SECCIÓN DEL DOCUMENTO:
-*-*-

El Ministerio Público del Paraguay nunca ha atravesado una parálisis como la de los últimos tiempos. La oscuridad no se ha iniciado con las denuncias de Arnaldo Giuzzio sobre Horacio Cartes ni ha empeorado con el último atentado que dejó al desnudo la inutilidad de los equipos de inteligencia estatales. No. La debacle se siente y resiente desde hace ya un largo tiempo, con la discrecionalidad del crimen organizado para actuar de manera contundente y unas fuerzas de seguridad enclenques, de una manera que están triturando inclusive los cimientos de nuestra democracia.

Si los latrocinios han ido en progresión geométrica ha sido en gran parte por la gran impunidad que rodea a los saqueos a las arcas públicas. Por supuesto, el Poder Judicial con sus jueces, tribunales y la misma Corte Suprema, tienen una gran responsabilidad, y ni qué decir el supraórgano de control que debería ser el Jurado de Enjuiciamiento de Magistrados (JEM), encargado de juzgar a los prevaricadores. Sin embargo, la indudable importancia del Ministerio Público en esta cuestión radica en que representa a la sociedad ante los órganos jurisdiccionales, y en tal carácter la ha defraudado notablemente.

-*-*-

DATOS PROPORCIONADOS:
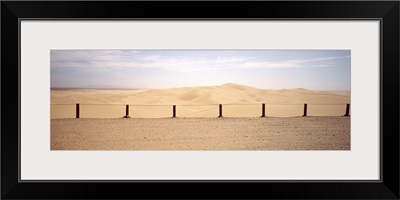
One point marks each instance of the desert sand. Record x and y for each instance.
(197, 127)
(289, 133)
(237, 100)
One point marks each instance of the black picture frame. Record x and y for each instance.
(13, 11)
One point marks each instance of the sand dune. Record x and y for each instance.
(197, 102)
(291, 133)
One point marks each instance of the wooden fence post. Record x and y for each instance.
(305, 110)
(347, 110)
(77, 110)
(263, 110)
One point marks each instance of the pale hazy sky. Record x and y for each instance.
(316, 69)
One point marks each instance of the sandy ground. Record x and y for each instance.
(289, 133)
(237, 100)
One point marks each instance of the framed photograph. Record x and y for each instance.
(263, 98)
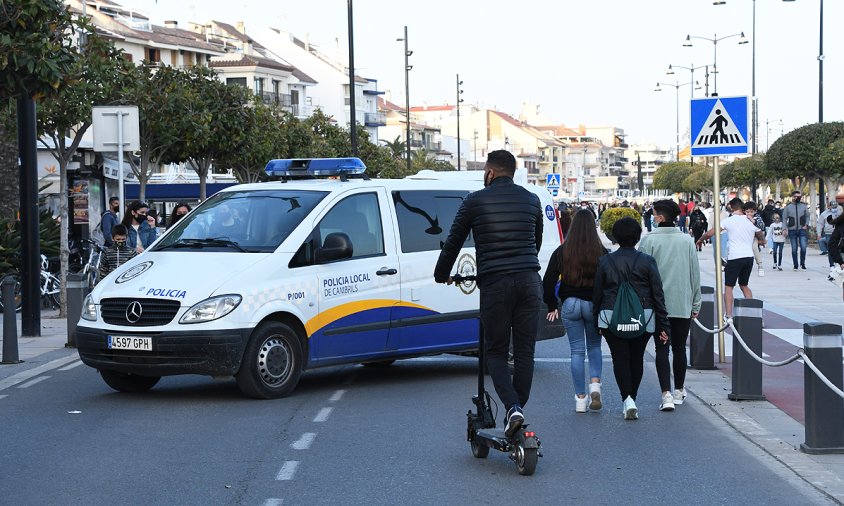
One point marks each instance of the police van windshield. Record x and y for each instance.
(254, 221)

-*-*-

CONSIGNA:
Según la sección del documento, ¿qué órgano está encargado de juzgar a los prevaricadores?

RESPUESTA ESCRITA:
El Jurado de Enjuiciamiento de Magistrados (JEM).